Request 1
In the passage on customer insights, condense the paragraph beginning "Why? For starters" into two shorter sentences that keep its main facts.
Request 2
Pick up the passage on customer insights after its final bulleted question and carry it forward in the same style.

Document extract
This loss isn’t due to a lack of intelligence or will. Most organizations simply don’t know the extent to which they can use the knowledge of their customers. 

Why? For starters, research firms and consultancies that specialize in customer insights are almost never qualified to teach companies how best to apply them. It’s not their focus. That means a typical investment in customer knowledge delivers half of what you actually want (the insights), with no direction for using them. 

You might get top-level suggestions or some light scenario modeling if you’re fortunate enough to work with the right analysts. Or, you might be so happy with the insights, it feels inappropriate to ask for more.

But more is exactly what you need if you want to grow. The excitement that accompanies the delivery of a great customer insights deck can fade fast in 30 days. Wait more than 90 days, and any value it once had has exponentially dwindled. 

If you’re thinking that connecting the dots between insights and actions is something you don’t need help with, then consider how the following four elements are directly impacted (potentially with game-changing improvements) from deeply understanding your customers:

Your Currency:

This refers to the best use of your existing content, as well as identifying and prioritizing the development of future content (copy/audio/video) that connects brand, marketing, and sales efforts.

Questions to Answer:

  • Do your customers prefer one form of content more than another? 
  • What content consumption habits do your customers share?
  • Is your message clear and relevant to your customers? 
  • Is your content actively marketing the problem, not just your features and benefits?

Data supplied
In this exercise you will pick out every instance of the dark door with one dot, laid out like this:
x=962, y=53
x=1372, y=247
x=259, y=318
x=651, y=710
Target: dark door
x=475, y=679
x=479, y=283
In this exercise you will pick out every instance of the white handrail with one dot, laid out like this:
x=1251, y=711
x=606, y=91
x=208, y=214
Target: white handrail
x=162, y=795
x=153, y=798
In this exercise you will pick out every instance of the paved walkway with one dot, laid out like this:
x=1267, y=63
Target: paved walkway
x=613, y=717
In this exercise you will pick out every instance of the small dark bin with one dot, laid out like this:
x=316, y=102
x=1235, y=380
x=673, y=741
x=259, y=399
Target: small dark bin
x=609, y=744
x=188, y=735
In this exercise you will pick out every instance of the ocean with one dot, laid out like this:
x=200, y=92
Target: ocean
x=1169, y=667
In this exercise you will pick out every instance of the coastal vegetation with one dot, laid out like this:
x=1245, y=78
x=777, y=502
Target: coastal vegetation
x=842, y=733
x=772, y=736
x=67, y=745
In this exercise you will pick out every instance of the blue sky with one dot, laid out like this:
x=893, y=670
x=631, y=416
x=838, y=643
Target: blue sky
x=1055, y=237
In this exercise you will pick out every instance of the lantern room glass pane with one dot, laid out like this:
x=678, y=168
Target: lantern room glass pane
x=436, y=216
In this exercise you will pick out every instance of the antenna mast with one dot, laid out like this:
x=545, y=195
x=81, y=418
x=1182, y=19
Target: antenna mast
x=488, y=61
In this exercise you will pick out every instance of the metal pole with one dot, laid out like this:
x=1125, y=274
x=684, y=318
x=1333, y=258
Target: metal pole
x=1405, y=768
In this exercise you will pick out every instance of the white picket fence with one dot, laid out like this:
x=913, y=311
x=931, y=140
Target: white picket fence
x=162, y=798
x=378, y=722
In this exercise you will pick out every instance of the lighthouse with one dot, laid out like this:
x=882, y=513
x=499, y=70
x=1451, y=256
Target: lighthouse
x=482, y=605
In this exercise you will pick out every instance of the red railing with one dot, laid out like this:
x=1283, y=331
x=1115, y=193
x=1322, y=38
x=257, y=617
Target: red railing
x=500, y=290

Reply 1
Firms that specialize in customer insights rarely know how to teach companies to apply them, because that isn't their focus. So a typical investment in customer knowledge gives you the insights but no direction for using them.

Reply 2
  • Does your content distinguish you from your perceived competition?

 

Pitfalls to Avoid:

  • Making assumptions about who is engaging with your content
  • Abandoning innovation for the sake of “what’s working now”
  • Neglecting certain customers because your focus is too narrow or broad
  • Thinking that all marketing assets can play on all platforms
  • Holding too tightly to a predetermined content calendar or schedule

 

Your Distribution:

This refers to how you are planning and delivering content across multiple channels (paid/earned/owned/social), including calls to action that drive customer engagement before and after the sale.

Questions to Answer:

  • What actions are you looking to drive when delivering your content? 
  • Are you creating an ecosystem your customers feel comfortable in?
  • What sense of urgency is created by your content and product offering?
  • How are you tailoring your content to different channels and their respective audiences?
  • What platforms seem the most in line with your brand’s product and identity?
  • Which channels are seeing growth, and which channels are stagnant?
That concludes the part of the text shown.